3. Contrato de Franchising

O contrato de franchising é um contrato por adesão, com cláusulas gerais, uniformes, abstratas e imutáveis, as quais o franqueado adere ou não ao assiná-lo. O instrumento deve também ser comutativo, sendo oneroso e sinalagmático, uma vez que ele se aperfeiçoa só e exclusivamente pelo assentimento de ambas as partes, pela convergência das vontades do franqueador e do franqueado. Fruto das negociações que o procederam, deverá consagrar a transparência, a sinceridade, a lealdade e o respeito mútuo, que presidiram as relações iniciais entre franqueador e franqueado.7

O sistema, conforme citado anteriormente, surgiu nos EUA, em 1860, com a indústria de máquinas de costura Singer Sewing Machine. Atualmente, é definido pelo Art. 2º da Lei 8.955/94 como o contrato pelo qual um franqueador cede ao franqueado o direito de uso de marca ou patente, associado ao direito de distribuição exclusiva ou semi-exclusiva de produtos ou serviços e, eventualmente, também ao direito de uso de tecnologia de implantação e administração de negócio ou sistema operacional desenvolvido ou detido pelo franqueador, mediante remuneração direta ou indireta, sem que, no entanto, fique caracterizado o vínculo empregatício.

### As tarefas
#1 Duplique o texto sobre o contrato de franchising, abrangendo tudo desde "O sistema, conforme" até "o vínculo empregatício.".
#2 Segundo o texto sobre o contrato de franchising, qual artigo de qual lei define atualmente esse sistema?

### Extrato de dados
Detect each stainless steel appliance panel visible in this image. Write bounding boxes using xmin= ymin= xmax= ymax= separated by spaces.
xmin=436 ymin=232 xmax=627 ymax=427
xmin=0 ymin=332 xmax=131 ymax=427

### Respostas do exercício
#1
O sistema, conforme citado anteriormente, surgiu nos EUA, em 1860, com a indústria de máquinas de costura Singer Sewing Machine. Atualmente, é definido pelo Art. 2º da Lei 8.955/94 como o contrato pelo qual um franqueador cede ao franqueado o direito de uso de marca ou patente, associado ao direito de distribuição exclusiva ou semi-exclusiva de produtos ou serviços e, eventualmente, também ao direito de uso de tecnologia de implantação e administração de negócio ou sistema operacional desenvolvido ou detido pelo franqueador, mediante remuneração direta ou indireta, sem que, no entanto, fique caracterizado o vínculo empregatício.

#2 O Art. 2º da Lei 8.955/94.